**Information provided:**
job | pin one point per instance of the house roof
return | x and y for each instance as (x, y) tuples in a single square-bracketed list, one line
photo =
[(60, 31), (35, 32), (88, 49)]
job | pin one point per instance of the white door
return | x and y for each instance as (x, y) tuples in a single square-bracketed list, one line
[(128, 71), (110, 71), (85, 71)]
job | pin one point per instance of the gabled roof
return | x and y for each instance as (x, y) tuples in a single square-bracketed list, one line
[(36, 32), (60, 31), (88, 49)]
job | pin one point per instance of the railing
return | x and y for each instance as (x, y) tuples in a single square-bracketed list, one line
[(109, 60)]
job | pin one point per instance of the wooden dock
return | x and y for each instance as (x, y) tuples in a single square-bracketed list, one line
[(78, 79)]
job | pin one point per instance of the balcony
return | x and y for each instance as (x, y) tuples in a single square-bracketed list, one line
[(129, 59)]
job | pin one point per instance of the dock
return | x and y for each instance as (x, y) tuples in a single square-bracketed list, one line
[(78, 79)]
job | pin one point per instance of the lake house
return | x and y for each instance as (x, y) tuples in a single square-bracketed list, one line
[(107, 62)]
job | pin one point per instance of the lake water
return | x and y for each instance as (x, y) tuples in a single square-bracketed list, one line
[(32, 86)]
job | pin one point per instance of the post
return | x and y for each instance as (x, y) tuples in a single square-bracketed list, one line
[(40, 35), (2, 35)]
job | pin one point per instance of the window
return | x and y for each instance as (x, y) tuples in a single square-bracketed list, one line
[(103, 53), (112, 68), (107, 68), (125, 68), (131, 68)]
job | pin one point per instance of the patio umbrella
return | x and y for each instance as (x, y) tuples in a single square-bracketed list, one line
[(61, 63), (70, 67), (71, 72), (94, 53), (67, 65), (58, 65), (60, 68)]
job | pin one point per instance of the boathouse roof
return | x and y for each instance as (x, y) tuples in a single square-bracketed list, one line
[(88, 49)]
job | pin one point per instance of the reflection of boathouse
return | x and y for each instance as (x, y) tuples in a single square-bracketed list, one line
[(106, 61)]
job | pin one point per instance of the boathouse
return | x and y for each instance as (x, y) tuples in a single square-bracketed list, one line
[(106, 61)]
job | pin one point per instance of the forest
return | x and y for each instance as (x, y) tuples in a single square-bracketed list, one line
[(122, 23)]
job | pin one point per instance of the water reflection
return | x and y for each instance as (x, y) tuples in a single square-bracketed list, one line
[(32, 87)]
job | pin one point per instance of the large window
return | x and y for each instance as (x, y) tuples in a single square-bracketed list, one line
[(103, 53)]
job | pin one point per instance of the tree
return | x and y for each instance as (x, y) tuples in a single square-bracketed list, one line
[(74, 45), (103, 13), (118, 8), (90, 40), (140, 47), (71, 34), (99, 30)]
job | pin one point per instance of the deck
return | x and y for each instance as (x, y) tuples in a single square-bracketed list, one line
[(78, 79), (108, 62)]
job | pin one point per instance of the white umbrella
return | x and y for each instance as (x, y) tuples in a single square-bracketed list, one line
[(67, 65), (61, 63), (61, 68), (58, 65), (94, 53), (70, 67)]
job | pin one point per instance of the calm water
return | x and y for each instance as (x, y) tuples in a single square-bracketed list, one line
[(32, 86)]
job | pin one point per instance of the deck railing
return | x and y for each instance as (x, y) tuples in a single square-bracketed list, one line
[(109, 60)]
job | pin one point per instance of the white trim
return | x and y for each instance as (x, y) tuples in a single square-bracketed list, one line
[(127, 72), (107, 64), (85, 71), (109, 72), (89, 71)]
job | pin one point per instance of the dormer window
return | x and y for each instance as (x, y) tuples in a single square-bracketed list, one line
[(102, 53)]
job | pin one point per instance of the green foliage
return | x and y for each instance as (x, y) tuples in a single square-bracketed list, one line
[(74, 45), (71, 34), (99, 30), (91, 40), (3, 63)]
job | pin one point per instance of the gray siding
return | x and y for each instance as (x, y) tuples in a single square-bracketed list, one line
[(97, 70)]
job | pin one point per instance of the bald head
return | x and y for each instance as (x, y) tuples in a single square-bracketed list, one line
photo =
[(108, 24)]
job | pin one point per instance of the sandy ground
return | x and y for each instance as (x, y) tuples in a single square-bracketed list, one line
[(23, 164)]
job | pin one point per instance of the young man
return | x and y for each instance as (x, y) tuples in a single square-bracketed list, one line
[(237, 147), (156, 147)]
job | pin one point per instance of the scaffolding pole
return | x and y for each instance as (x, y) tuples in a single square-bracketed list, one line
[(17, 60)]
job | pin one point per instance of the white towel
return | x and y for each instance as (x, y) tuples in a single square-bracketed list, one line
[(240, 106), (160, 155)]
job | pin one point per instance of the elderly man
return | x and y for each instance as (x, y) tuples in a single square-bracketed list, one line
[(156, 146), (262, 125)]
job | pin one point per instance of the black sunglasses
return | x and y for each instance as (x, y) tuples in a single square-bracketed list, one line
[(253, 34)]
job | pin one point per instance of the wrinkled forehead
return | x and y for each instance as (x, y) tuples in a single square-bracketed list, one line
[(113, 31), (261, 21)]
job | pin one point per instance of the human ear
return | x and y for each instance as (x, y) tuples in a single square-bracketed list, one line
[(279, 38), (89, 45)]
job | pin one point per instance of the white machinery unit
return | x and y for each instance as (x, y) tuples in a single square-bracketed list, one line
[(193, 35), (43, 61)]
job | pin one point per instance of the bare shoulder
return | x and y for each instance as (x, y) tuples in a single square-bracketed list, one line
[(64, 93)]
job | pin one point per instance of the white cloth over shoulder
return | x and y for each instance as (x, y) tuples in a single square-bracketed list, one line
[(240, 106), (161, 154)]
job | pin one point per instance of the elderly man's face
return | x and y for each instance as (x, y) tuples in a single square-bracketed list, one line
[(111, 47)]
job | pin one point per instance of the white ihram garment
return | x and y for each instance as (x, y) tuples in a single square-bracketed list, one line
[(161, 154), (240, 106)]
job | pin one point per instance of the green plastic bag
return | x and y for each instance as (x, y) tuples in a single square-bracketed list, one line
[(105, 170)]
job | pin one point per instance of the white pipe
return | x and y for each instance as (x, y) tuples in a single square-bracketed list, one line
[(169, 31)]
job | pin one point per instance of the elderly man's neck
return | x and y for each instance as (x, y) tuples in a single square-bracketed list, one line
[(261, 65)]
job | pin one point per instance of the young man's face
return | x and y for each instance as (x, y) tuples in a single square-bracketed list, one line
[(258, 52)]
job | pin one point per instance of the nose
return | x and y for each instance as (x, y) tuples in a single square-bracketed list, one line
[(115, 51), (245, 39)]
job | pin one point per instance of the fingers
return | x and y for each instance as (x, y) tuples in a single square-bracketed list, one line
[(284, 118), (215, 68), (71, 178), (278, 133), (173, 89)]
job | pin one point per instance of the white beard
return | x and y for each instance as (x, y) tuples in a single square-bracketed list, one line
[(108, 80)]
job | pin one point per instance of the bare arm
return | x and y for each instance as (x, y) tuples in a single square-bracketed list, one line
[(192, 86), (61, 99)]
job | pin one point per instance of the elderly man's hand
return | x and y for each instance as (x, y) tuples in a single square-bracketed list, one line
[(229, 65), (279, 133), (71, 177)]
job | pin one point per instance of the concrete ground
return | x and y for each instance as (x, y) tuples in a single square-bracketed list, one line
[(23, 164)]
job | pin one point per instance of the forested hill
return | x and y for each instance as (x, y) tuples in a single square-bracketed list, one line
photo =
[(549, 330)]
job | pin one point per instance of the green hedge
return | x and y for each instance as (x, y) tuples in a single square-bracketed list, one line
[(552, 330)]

**Work required:** Repeat exactly the lines from the line containing "job | pin one point per instance of the fingers" through the last line of the records above, including both, and nothing else.

**Task response:**
job | pin one point per instance of the fingers
return | x and y for each instance as (x, y) tuples in a single square-bracketed list, one line
[(284, 118), (215, 68), (71, 178), (278, 133), (173, 89)]
job | pin one point per instance of the white beard
return | x and y for each instance as (x, y) tuples in a single square-bracketed list, one line
[(108, 80)]
job | pin one point per instance of the bare arm
return | x and y for each instance as (x, y) tuples in a single square-bracketed list, one line
[(192, 86), (61, 99)]
job | pin one point per instance of the elderly man's hand
return | x and y for each instance as (x, y) tuples in a single square-bracketed list, one line
[(229, 65), (279, 133), (71, 177)]
job | pin one point per instance of the concrete ground
return | x and y for each instance as (x, y) tuples in a single square-bracketed list, one line
[(23, 164)]
job | pin one point per instance of the forested hill
return | x and y for each instance as (x, y) tuples in a single square-bracketed list, one line
photo =
[(549, 330)]
job | pin one point per instance of the green hedge
return | x and y for each instance as (x, y) tuples in a single square-bracketed list, one line
[(552, 330)]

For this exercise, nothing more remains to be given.